# PROBLEM TO SOLVE
Return every line of the material exactly.

>>>

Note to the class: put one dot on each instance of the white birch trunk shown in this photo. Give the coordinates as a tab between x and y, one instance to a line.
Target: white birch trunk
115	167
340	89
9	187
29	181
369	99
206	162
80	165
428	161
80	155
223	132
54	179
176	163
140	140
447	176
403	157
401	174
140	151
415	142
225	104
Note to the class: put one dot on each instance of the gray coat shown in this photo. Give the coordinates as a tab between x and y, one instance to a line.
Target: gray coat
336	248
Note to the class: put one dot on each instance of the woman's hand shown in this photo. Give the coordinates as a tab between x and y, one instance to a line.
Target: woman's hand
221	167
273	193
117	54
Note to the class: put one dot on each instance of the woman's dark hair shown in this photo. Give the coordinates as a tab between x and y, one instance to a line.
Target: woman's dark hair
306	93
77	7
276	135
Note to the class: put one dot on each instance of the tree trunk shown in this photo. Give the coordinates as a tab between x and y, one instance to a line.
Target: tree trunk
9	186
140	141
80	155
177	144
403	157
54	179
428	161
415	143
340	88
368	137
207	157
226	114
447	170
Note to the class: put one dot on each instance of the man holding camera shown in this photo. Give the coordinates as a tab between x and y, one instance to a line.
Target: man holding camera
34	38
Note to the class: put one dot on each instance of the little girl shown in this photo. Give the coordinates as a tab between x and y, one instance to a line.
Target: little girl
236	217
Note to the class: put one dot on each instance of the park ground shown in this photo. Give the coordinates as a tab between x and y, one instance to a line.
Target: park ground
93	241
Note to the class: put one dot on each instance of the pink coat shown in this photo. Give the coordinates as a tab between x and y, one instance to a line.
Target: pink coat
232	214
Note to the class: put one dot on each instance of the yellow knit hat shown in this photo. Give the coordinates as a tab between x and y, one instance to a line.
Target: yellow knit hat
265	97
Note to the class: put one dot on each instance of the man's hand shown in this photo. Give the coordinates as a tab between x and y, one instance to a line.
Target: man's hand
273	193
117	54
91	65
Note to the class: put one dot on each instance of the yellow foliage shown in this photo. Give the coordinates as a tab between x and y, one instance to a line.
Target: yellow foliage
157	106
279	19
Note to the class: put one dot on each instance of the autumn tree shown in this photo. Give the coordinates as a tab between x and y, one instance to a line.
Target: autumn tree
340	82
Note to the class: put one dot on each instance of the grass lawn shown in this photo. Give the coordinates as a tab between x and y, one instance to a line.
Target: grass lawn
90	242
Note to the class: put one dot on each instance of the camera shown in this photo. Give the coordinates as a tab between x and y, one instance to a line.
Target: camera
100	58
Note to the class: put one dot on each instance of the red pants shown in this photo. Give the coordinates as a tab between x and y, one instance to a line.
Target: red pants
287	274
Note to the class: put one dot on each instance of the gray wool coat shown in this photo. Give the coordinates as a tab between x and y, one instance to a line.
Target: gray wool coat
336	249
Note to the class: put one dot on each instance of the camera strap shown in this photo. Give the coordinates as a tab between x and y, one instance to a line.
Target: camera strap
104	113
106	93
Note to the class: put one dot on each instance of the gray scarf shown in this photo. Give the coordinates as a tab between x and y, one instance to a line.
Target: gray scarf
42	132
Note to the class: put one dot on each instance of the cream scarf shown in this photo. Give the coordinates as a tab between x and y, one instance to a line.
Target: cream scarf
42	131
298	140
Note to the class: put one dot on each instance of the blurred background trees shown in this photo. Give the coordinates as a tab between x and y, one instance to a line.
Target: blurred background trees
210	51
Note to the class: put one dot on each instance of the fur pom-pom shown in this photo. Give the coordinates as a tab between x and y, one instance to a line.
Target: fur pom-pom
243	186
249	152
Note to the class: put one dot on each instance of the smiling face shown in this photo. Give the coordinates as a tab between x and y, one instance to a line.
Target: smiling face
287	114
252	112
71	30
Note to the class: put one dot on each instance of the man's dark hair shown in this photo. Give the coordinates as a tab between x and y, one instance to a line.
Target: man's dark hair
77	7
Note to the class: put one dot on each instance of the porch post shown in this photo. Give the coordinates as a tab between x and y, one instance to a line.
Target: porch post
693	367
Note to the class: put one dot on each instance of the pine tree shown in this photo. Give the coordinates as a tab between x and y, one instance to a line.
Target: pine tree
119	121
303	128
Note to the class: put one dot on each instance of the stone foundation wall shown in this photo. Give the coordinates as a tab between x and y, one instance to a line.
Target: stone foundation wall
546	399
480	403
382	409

<<<

# SOLUTION TO THE EXERCISE
Note to the class: put one dot on each instance of the white birch trunk shown in this photo. Give the coordinates as a tab between x and y, one instance to a line.
Target: white birch trunk
115	167
340	89
9	187
29	181
369	99
206	162
80	165
428	161
80	155
223	132
54	179
176	163
140	140
447	176
403	157
401	174
140	151
415	142
225	104
Note to the class: put one dot on each instance of the gray coat shown in this photo. Give the coordinates as a tab between x and y, one instance to a line.
Target: gray coat
336	248
Note to the class: put one dot on each instance of the woman's hand shown in this photo. Give the coordinates as a tab between x and y, one instance to a line.
Target: woman's hand
221	167
273	193
117	54
Note to the class: put one dot on each instance of the woman's dark hair shown in this photo. Give the coordinates as a tab between x and y, one instance to a line.
Target: woman's dark hair
306	93
77	7
276	135
Note to the class: put one dot on each instance of the tree trunk shown in this photo. Give the coordinates as a tab between x and y, one instance to a line.
Target: tree trunk
9	186
140	141
80	155
177	144
403	157
54	179
428	161
415	143
340	88
368	137
207	157
226	114
447	170
Note to the class: put one dot on each instance of the man holding camera shown in this photo. Give the coordinates as a tab between x and y, one instance to a line.
Target: man holding camera
34	38
Note to the class: put one dot on each instance of the little girl shown in this photo. Give the coordinates as a tab between x and y, one instance to a line.
Target: little girl
236	217
Note to the class: put one dot on each instance of the park ground shown in this photo. Give the coordinates as a tab between x and y, one instance to a line.
Target: park ground
93	241
Note to the class: put one dot on each instance of the pink coat shown in this photo. Give the coordinates as a tab between x and y, one instance to a line.
Target: pink coat
232	214
Note to the class: put one dot on each instance of the yellow knit hat shown in this photo. Give the coordinates as a tab between x and y, one instance to a line.
Target: yellow knit hat
265	97
Note to the class: put one dot on each instance of the man's hand shown in this photo. Give the coordinates as a tab between x and y, one instance to a line.
Target: man's hand
273	193
117	54
91	65
Note to the class: put one dot on each instance of the yellow foliage shown in this photo. Give the coordinates as a tab between x and y, one instance to a line.
Target: yellow foliage
157	106
279	19
Note to the class: put one dot on each instance of the autumn tree shown in this photo. Give the coordinates as a tab between x and y, one instance to a line.
Target: autumn tree
340	82
Note to the class: put one dot on each instance of the grass lawn shown in this photo. Give the coordinates as a tab between x and y, one instance to a line.
Target: grass lawn
90	242
Note to the class: put one dot on each instance of the camera shown in this photo. Give the coordinates as a tab between x and y, one instance to a line.
Target: camera
100	58
Note to the class: put one dot on each instance of the red pants shown in this photo. Give the coordinates as a tab between x and y, one instance to a line.
Target: red pants
287	274
Note to the class: put one dot on each instance of the gray wool coat shown in this photo. Give the coordinates as a tab between x and y, one instance to a line.
Target: gray wool coat
336	249
Note to the class: put one dot on each instance of the camera strap shown in this photo. Give the coordinates as a tab between x and y, one instance to a line.
Target: camera strap
104	113
106	93
Note to the class: put one dot on each instance of the gray scarf shown in this photo. Give the coordinates as a tab between x and y, one instance to a line.
Target: gray scarf
42	132
Note to the class: put one dot on each instance of the cream scarf shown in this photo. Give the coordinates as a tab between x and y, one instance to a line.
Target: cream scarf
42	131
298	140
Note to the class: put one dot on each instance of the blurred background trees shown in this photo. Give the coordinates as a tab between x and y, one instance to a line.
Target: blurred background trees
210	51
Note to the class: put one dot on each instance of the fur pom-pom shown in this photo. Give the coordinates as a tab between x and y, one instance to a line.
Target: fur pom-pom
243	186
249	152
Note to the class: put one dot on each instance of the smiling face shown in this photo. Give the coordinates as a tab between x and y, one instance to a line.
Target: smiling face
287	114
252	112
71	30
Note to the class: put one dot on each instance of the man's dark hair shown in this photo. Give the coordinates as a tab between x and y, one instance to a line.
Target: man's dark hair
77	7
Note to the class: put one dot on each instance of the porch post shown in this photo. Give the coordinates as a tab between x and y, one instance to a line.
Target: porch post
693	367
Note to the class: put one dot on each instance of the pine tree shown in this photo. Give the coordinates as a tab between x and y, one instance to a line.
Target: pine tree
119	121
303	128
Note to the class: put one dot on each instance of the stone foundation wall shown in this photo. Give the coordinates as a tab between x and y, one instance to a line.
Target: stone foundation wall
546	399
480	403
382	409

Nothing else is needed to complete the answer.